Requirement: Write out exactly, and only, the lines from the one containing "branch and give me their bounding boxes" through the last line of the listing below.

Top of Records

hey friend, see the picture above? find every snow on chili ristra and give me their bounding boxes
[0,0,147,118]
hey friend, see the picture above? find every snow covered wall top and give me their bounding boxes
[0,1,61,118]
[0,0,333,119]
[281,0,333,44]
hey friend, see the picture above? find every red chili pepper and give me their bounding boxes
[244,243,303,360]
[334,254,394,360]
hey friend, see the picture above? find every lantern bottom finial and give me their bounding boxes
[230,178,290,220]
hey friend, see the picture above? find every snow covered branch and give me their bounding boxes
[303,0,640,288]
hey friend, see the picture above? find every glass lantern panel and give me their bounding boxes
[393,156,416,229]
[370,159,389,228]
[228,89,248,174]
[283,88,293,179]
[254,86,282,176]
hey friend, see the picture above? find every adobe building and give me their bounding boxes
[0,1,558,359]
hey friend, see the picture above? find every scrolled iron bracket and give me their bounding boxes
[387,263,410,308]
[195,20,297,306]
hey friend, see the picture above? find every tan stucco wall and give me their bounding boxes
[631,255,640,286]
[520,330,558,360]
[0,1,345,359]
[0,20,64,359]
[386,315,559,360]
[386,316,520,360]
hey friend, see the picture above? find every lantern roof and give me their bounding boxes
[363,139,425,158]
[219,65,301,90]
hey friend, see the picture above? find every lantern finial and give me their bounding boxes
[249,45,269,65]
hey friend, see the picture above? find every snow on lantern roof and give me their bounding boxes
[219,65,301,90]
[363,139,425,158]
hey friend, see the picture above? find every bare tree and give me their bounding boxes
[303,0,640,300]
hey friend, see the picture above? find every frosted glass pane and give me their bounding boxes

Bottom of Records

Response for this exercise:
hey friend, see the picture above? find every snow covered branch and give me their bounding boxes
[303,0,640,288]
hey friend, see the picture above? find every glass lantern panel and give me their bounding boxes
[393,156,416,229]
[370,159,389,228]
[228,89,248,174]
[283,88,293,179]
[254,86,282,176]
hey friend, see the picture above? find every adobe building and give me their bounding boxes
[0,1,558,359]
hey friend, see the picture above? find every scrolled iron bracket and give me their bounding boxes
[387,263,410,308]
[195,20,297,306]
hey friend, see the picture above? find every tan stucco wall and give me their bounding boxes
[631,255,640,286]
[520,330,558,360]
[0,1,345,359]
[0,20,64,359]
[386,315,559,360]
[386,316,520,360]
hey friend, see the picture above? find every lantern roof and give me their bounding boxes
[363,139,425,158]
[219,65,301,90]
hey friend, see the picture above? find every lantern finial and give me their bounding boxes
[249,45,269,65]
hey friend, see the picture above? find every snow on lantern roof and give me their bounding boxes
[219,65,301,90]
[363,139,425,158]
hey friend, see the picture above? find every bare tree and give me their bounding boxes
[303,0,640,300]
hey friend, see the picture above? find every frosted glass pane and give me their bounding boxes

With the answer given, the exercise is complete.